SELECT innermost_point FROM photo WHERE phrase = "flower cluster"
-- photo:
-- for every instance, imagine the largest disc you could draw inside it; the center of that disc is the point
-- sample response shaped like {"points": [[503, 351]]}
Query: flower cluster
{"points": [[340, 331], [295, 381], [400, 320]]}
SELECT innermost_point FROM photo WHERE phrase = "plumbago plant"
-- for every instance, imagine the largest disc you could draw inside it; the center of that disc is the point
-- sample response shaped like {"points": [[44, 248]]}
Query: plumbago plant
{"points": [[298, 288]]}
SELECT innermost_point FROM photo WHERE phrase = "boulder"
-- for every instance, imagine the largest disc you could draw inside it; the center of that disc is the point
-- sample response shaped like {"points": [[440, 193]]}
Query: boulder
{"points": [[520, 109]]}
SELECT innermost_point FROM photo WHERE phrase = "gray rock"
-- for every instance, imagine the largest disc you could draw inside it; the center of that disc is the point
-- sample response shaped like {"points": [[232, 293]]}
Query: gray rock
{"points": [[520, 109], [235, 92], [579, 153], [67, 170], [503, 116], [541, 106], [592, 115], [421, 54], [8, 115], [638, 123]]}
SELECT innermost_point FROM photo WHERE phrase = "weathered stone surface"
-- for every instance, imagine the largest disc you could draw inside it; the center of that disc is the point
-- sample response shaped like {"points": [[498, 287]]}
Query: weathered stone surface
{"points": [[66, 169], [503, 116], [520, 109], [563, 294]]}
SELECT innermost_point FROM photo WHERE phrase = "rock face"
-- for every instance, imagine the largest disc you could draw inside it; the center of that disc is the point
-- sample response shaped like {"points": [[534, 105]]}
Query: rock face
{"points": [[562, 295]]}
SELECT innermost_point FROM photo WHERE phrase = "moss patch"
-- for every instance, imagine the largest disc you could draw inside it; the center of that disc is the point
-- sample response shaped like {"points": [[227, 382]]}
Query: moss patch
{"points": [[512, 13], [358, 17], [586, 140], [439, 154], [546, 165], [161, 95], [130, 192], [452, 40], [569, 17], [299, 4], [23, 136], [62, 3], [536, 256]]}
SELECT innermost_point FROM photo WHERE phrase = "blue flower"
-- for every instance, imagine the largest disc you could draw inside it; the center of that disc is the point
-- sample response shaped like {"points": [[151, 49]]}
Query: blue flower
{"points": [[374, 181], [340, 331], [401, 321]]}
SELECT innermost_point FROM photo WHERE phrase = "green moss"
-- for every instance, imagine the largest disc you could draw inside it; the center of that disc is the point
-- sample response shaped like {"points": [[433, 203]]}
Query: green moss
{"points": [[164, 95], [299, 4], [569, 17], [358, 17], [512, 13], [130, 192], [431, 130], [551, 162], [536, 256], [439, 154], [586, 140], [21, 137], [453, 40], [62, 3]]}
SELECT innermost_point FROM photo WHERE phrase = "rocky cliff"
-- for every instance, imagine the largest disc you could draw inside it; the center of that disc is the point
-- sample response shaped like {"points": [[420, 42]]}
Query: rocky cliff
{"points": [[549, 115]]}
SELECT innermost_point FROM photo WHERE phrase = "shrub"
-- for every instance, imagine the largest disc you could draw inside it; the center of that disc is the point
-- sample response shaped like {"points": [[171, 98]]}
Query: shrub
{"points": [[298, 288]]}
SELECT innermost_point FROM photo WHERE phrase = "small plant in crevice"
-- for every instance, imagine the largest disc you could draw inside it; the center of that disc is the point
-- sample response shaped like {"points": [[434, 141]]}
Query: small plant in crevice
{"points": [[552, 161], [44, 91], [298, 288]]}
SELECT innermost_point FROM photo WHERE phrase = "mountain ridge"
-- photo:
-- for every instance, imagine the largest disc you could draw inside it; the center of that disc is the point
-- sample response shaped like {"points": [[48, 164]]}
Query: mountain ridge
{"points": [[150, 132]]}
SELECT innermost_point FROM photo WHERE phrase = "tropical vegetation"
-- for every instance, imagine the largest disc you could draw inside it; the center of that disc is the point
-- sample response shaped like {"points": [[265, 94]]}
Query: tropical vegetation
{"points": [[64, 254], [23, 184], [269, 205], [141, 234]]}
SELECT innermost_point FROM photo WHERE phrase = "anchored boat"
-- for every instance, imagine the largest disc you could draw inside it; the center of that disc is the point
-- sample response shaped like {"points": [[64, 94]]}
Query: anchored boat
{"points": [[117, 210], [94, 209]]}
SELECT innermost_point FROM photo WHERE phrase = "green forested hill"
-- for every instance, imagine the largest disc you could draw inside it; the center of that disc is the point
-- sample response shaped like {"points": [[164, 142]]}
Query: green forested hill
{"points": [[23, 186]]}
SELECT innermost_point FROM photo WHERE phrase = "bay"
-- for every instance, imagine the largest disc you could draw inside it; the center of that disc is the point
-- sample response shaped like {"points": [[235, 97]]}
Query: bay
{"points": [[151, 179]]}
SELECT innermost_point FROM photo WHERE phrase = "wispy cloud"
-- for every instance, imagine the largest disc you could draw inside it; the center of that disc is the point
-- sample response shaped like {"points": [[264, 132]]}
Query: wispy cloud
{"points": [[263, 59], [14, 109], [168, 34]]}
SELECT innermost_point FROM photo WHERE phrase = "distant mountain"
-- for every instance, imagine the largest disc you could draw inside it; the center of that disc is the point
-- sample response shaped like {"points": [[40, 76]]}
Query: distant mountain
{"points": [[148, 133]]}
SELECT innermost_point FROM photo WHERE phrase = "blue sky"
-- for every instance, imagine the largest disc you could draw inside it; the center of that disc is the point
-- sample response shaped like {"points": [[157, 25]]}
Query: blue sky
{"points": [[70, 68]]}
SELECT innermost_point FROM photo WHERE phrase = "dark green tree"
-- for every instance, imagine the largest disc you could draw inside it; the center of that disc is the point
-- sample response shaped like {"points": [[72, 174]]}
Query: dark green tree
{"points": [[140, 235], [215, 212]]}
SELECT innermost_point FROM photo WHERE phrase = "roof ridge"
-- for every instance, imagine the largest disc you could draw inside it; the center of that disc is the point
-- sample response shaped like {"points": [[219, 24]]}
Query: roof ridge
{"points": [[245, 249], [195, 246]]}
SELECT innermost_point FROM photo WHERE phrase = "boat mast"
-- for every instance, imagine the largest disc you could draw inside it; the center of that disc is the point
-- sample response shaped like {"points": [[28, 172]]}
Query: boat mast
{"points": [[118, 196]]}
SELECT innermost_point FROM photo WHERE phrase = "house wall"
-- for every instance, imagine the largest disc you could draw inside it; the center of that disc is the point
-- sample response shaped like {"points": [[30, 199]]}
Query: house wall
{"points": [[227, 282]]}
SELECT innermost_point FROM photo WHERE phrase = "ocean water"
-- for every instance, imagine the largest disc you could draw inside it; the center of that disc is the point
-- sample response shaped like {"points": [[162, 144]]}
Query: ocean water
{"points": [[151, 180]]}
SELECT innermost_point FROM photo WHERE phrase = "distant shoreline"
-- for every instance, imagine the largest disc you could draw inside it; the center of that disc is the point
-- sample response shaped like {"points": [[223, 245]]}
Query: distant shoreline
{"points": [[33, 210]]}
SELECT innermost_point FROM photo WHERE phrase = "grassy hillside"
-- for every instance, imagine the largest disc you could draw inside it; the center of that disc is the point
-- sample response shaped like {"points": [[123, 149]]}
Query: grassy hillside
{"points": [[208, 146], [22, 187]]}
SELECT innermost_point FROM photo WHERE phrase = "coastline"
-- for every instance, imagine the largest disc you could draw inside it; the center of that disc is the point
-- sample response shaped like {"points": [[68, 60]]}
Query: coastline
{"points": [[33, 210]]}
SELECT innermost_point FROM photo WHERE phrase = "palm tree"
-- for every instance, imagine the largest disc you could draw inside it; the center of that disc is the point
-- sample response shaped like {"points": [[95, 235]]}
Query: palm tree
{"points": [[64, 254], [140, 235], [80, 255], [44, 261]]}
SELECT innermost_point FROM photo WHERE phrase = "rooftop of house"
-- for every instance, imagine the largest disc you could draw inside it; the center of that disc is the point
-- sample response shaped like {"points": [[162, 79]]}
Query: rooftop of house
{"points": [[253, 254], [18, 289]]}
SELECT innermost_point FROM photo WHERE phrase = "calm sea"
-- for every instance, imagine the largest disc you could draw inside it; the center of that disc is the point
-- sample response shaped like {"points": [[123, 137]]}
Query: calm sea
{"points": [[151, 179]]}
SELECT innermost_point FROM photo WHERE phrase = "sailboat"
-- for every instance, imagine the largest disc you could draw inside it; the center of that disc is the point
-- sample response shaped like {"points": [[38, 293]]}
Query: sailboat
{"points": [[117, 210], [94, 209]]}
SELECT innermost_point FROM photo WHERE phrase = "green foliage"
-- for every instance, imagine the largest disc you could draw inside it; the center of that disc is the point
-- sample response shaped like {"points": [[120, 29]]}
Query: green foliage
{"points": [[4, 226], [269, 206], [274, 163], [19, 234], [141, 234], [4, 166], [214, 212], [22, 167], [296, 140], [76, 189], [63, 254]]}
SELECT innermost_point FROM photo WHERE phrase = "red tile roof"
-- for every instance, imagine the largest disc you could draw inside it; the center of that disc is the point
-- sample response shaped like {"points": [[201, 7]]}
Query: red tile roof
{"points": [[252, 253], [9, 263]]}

* * *

Task directions
Report every line of the entries that contains the string "surface", treating uppercase and lowercase as different.

Solution for this task
SELECT innermost_point FROM photo WHERE phrase = "weathered stone surface"
Query: weathered stone surface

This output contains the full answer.